— Selected text —
I have updated from ES 2.3 to 5, and in the docs has how to ingest data into ES, but when using processors, with Ingest Attachment, I could not figure it out how should be done.
I have created my Pipeline with success as of below:
$params = [
'id' => 'attachment',
'body' => [
'description' => 'Extract attachment information',
'processors' => [
[
'attachment' => [
'field' => 'content',
'indexed_chars' => -1
]
]
]
]
];
return $client->ingest()->putPipeline($params);
I tried to index my pdf file with:
$params = [
'index' => 'index',
'type' => 'type',
'id' => 'document_id',
'body' => [
'content' => base64_encode(file_get_contents($fullfile))
]
];
return $client->index($params);
or with:
return $client->ingest()->putPipeline($params);
With no success...
Using regular json (with postman) the code below works smoothly:
PUT /index/type/my_indexed_id?pipeline=attachment
{
"content" : "BuDQowMDAwNDgyMzA0I.....MY_WHOLE_ENCODED_PDF_FILE"
}
So, how do we inform out $client that we must use an specific pipeline?
As of used above with json: PUT /index/type/my_indexed_id?pipeline=attachment
Thanks!

Object-pointing dataset rows
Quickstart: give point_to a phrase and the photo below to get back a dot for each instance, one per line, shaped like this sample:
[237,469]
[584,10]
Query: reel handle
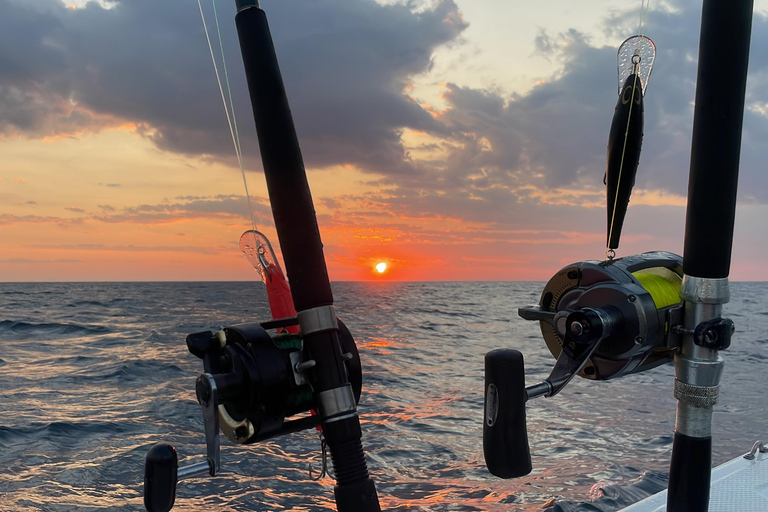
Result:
[505,435]
[162,475]
[161,470]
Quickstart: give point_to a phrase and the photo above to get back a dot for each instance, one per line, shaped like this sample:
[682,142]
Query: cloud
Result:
[345,66]
[223,207]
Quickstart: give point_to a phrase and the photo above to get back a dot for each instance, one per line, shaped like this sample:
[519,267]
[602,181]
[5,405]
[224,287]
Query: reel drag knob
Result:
[505,435]
[160,478]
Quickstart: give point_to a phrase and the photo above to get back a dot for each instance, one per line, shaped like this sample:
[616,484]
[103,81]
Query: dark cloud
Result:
[345,66]
[507,153]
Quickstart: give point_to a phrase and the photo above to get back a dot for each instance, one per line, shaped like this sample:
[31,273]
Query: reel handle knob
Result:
[505,435]
[160,478]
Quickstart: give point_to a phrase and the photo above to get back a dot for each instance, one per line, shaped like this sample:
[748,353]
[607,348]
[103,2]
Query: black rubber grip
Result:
[689,474]
[505,436]
[161,471]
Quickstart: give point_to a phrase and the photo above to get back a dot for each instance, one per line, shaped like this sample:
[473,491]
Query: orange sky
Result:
[481,167]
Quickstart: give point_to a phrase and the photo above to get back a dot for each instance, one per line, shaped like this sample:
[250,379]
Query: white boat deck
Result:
[738,485]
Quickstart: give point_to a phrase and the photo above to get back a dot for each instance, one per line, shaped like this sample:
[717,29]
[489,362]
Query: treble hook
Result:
[324,470]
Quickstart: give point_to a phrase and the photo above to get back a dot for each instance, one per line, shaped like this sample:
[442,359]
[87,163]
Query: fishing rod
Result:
[253,380]
[606,319]
[715,149]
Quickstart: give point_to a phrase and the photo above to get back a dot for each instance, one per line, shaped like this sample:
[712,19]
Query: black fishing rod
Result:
[254,380]
[302,248]
[605,319]
[715,149]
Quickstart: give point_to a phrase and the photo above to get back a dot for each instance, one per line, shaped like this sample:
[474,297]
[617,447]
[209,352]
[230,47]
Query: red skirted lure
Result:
[635,61]
[259,252]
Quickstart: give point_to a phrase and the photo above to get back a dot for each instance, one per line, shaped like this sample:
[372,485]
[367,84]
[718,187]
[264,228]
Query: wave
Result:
[57,432]
[50,329]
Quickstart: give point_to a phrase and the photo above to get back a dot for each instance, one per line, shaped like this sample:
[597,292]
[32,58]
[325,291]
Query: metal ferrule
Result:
[246,4]
[541,389]
[698,369]
[195,470]
[705,290]
[337,401]
[319,319]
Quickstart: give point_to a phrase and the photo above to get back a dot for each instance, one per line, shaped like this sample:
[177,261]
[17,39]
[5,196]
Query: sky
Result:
[451,139]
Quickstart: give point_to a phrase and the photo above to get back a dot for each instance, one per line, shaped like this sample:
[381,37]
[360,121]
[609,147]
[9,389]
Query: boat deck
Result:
[739,484]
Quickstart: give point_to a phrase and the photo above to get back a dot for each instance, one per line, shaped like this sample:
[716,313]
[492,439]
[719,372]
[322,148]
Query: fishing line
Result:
[229,110]
[610,252]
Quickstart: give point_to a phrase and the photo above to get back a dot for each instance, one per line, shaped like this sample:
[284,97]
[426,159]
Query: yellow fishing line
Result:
[664,290]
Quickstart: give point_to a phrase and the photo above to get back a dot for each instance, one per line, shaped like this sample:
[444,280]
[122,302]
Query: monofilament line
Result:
[626,132]
[229,110]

— What the exercise asks —
Copy out the entire forum post above about the Elasticsearch ingest pipeline, word for word.

— Complete response —
I have updated from ES 2.3 to 5, and in the docs has how to ingest data into ES, but when using processors, with Ingest Attachment, I could not figure it out how should be done.
I have created my Pipeline with success as of below:
$params = [
'id' => 'attachment',
'body' => [
'description' => 'Extract attachment information',
'processors' => [
[
'attachment' => [
'field' => 'content',
'indexed_chars' => -1
]
]
]
]
];
return $client->ingest()->putPipeline($params);
I tried to index my pdf file with:
$params = [
'index' => 'index',
'type' => 'type',
'id' => 'document_id',
'body' => [
'content' => base64_encode(file_get_contents($fullfile))
]
];
return $client->index($params);
or with:
return $client->ingest()->putPipeline($params);
With no success...
Using regular json (with postman) the code below works smoothly:
PUT /index/type/my_indexed_id?pipeline=attachment
{
"content" : "BuDQowMDAwNDgyMzA0I.....MY_WHOLE_ENCODED_PDF_FILE"
}
So, how do we inform out $client that we must use an specific pipeline?
As of used above with json: PUT /index/type/my_indexed_id?pipeline=attachment
Thanks!